↓↓↓
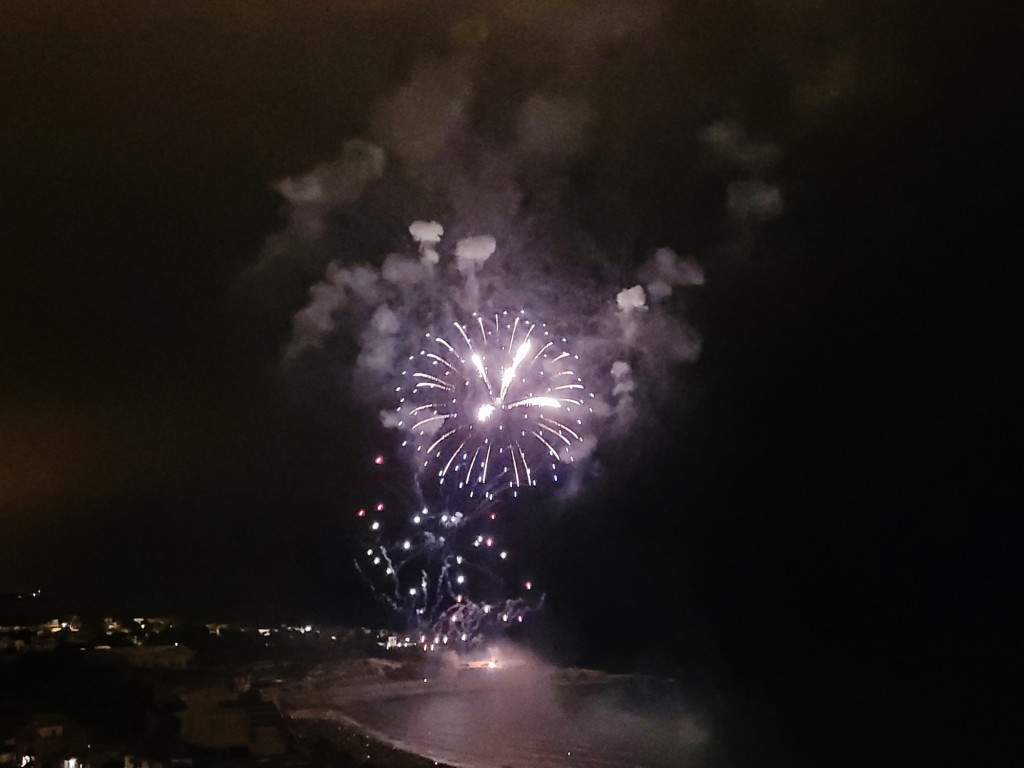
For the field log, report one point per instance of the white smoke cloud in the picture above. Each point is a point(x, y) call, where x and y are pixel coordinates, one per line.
point(728, 141)
point(476, 247)
point(666, 270)
point(471, 253)
point(754, 200)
↑↑↑
# EXERCISE AIM
The listing above must be retyped word for word, without the pictures.

# EXERCISE SOLUTION
For the field log, report one point per instance of the white smoke cloud in the picture above. Each point is a point(x, y) call, where x and y are pixel coordinates, one per line.
point(728, 141)
point(476, 247)
point(666, 270)
point(471, 253)
point(754, 200)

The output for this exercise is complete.